*Required tasks*.
**1.** In the post about a retail raise below, how much above minimum wage was the writer paid after nearly ten years?
**2.** Quote the post about a retail raise below, from "I was assured" to "the resulting catastrophe.", inclusive.
**3.** Decide whether each statement agrees with the post about a retail raise below. Answer yes or no for each and quote the words that settle it.
(a) Reviews are now held quarterly rather than yearly.
(b) The new manager gave the writer a bouquet of flowers.
(c) The former colleague explained why anyone would be friends with the boss.

I went from 6.6% to 1.5% to 18.1% above minimum wage – retail & hierarchy

By Hetty; https://whothehellknows.home.blog/

If you know my story you might not believe me, but I managed to wrangle a raise out of my boss. Instead of doing yearly reviews, they’re now doing quarterly ones so that you get three extra chances to hear how much you suck based on metrics you have zero control over. She delivered my scheduled emotional abuse herself. This is what my previous review was like.  

Reviews go this way—she reads the script, asks me the prescribed questions, I make excuses, change the subject, and we go back to talking about the daily business. This time, however, I was afforded a good opportunity to ask about money because I had noticed that someone was making more than I do—someone who, well, shouldn’t. 

I asked her, “Don’t you think it’s a little silly that after nearly ten years, and half of them in this office, I make twenty cents above minimum wage?”

“Well—I don’t know why they do that.” 

Hello, I’m thinking, you’re the “they.” But I keep going. 

“There’re people here who make more than me who’ve been here less time and have far less responsibility than I do. Or don’t you think my responsibilities are worth more than twenty cents above minimum wage?”

“Well—I don’t know what people make.” 

You do now.  

“I just feel like I do quite a bit of work around here and it doesn’t seem quite fair that I make less than people who’ve been here barely a year.” All of this is said in a syrupy tone laced with menace.

“Well—I’ll ask them—but I don’t know if they’ll say yes.” 

They said yes and I got a satisfactory amount of money. But let’s not get too excited—we are, after all, speaking of one of the cheapest companies on the entire globe. 

Yes, friends, this is an achievement, a double-digit percentage above minimum wage. Welcome to retail. Abandon all hope of ever paying your loans and bills, ye who enter here.

Shortly after this, she hired yet another new manager for me (her predecessor stayed two weeks), a wonderfully decent woman, fun, hardworking, COMPETENT. We hit it off right away. She even bought me a bouquet of flowers.

Then, a former colleague calls me to chat and I mentioned her name, and to my great shock, surprise, dismay, she tells me that my boss and my new manager are “besties.” 

That’s her word, not mine (I would never use that word)—besties. 

Who, on God’s green earth, would want to be her best friend? How?! And such a seemingly good woman at that! I can’t get past this at all. We must have been on the phone for an hour and I don’t know how many times I asked her to explain how someone would be her friend.  

My former colleague: “I mowed the lawn this morning.” 

Me: “I don’t understand—why would anyone be friends with her?” 

Twenty minutes later: 

My former colleague: “How’s your fiancé?” 

Me: “But what does she see in her?” 

Curiously, she never gave me an answer. 

I was assured that my new manager will keep her in line. I will say that suddenly my boss has expressed to me several times that she appreciates all the work I do and how I run the store all by myself. The truth is that she HATES looking bad in front of people (which is too bad because she’s excellent at it).

Of course, the friendship seems to be unraveling as my new manager has only worked here for two weeks and already she’s pissed at my boss for screwing something up because she was too impatient to wait five minutes for the new one to get the answer and then blamed her for the resulting catastrophe.

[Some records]
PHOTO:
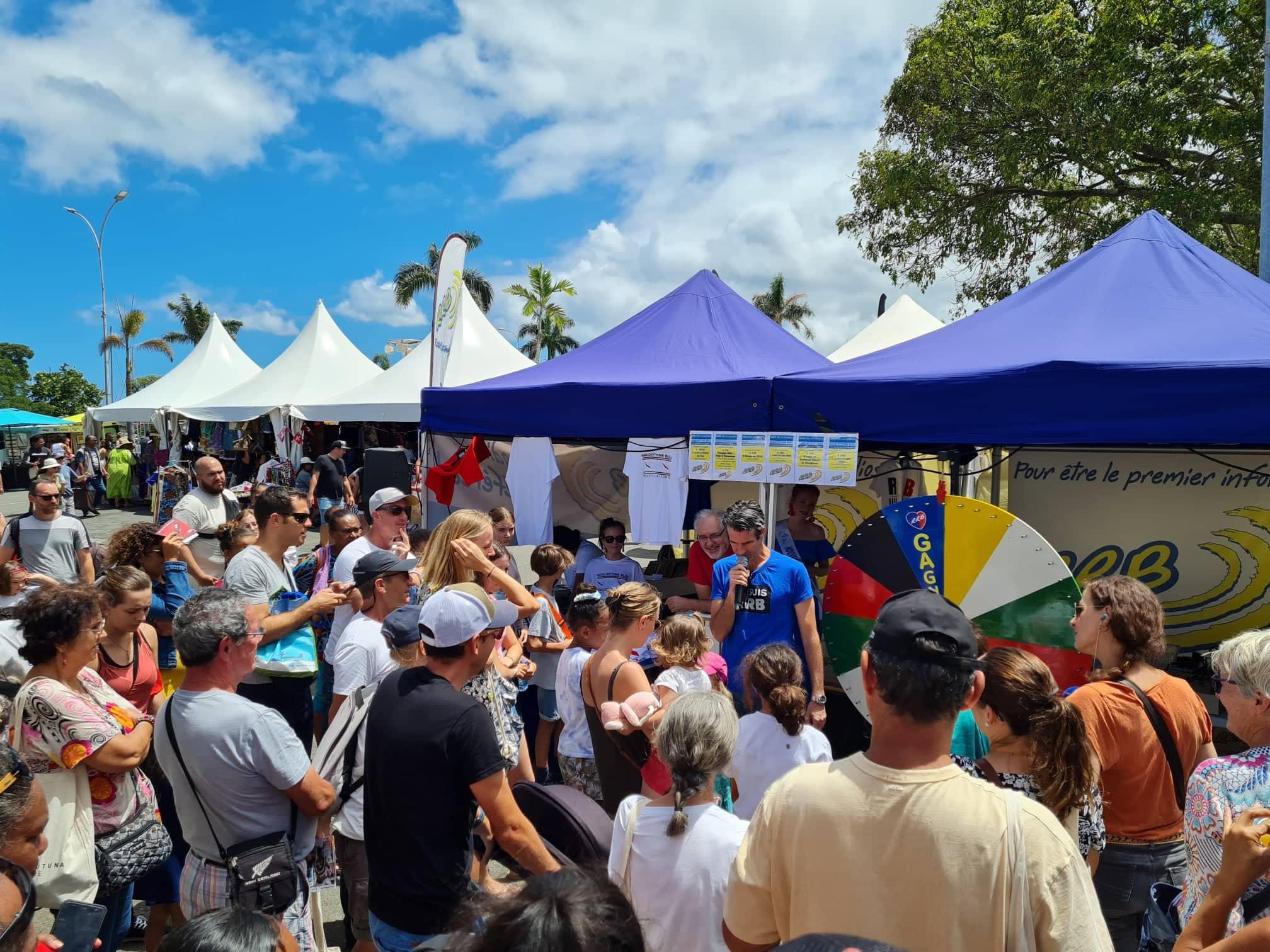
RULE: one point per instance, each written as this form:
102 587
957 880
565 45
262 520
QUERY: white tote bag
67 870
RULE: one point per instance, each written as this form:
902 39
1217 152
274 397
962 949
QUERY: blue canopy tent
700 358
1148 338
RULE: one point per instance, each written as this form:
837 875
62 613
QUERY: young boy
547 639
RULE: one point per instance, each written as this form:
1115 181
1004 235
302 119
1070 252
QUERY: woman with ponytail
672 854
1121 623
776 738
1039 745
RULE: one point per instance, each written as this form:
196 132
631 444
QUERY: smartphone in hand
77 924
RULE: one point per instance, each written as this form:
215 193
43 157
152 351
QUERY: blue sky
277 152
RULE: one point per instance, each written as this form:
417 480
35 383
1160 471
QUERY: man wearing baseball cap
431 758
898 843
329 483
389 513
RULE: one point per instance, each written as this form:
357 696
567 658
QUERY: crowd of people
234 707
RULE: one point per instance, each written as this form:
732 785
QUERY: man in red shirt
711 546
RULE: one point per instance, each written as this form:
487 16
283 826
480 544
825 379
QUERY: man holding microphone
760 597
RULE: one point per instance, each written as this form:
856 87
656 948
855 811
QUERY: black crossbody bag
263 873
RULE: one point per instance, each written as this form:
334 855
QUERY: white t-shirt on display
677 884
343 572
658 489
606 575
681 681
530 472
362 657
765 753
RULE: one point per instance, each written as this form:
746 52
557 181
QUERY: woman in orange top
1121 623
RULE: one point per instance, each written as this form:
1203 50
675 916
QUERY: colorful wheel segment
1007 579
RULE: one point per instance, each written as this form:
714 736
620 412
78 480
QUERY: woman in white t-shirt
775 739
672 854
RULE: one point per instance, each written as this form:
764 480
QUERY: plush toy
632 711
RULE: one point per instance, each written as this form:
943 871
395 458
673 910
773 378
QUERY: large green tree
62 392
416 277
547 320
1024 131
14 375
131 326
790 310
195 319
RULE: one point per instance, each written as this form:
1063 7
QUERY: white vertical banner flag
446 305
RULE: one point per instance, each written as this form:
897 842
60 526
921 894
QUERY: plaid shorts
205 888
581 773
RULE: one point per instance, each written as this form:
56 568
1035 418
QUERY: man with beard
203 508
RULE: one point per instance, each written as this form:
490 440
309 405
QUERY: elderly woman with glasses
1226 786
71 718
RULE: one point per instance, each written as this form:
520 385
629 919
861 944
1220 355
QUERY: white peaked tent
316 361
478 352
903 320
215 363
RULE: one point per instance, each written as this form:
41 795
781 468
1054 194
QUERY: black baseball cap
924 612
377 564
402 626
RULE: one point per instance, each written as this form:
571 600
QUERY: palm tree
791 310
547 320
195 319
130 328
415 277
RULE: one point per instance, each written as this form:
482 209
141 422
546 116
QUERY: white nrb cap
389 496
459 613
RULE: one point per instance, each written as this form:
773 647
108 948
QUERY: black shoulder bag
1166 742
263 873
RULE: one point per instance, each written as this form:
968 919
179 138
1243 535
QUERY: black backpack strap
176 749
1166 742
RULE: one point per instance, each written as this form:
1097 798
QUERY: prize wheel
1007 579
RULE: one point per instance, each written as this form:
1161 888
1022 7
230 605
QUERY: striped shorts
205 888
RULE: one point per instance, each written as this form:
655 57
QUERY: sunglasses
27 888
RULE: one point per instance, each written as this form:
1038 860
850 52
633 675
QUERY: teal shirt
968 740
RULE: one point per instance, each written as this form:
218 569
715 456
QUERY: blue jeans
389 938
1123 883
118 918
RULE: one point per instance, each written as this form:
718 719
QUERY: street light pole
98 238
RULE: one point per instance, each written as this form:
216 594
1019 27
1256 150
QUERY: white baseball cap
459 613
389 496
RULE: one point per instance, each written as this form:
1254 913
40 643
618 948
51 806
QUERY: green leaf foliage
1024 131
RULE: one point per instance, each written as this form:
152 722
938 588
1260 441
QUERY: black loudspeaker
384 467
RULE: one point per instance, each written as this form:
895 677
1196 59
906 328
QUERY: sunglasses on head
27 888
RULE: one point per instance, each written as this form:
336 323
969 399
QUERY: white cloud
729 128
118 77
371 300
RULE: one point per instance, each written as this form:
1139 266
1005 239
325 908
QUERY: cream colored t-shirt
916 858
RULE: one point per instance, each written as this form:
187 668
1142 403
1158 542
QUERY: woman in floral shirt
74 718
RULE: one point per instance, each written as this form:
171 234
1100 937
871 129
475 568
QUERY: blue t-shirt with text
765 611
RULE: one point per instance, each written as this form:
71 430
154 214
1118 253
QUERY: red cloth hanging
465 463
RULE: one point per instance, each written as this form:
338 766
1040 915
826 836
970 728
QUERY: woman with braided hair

*Solutions*.
**1.** Twenty cents above minimum wage.

**2.**
I was assured that my new manager will keep her in line. I will say that suddenly my boss has expressed to me several times that she appreciates all the work I do and how I run the store all by myself. The truth is that she HATES looking bad in front of people (which is too bad because she’s excellent at it).

Of course, the friendship seems to be unraveling as my new manager has only worked here for two weeks and already she’s pissed at my boss for screwing something up because she was too impatient to wait five minutes for the new one to get the answer and then blamed her for the resulting catastrophe.

**3.**
(a) Yes: "Instead of doing yearly reviews, they’re now doing quarterly ones"
(b) Yes: "She even bought me a bouquet of flowers."
(c) No: "Curiously, she never gave me an answer."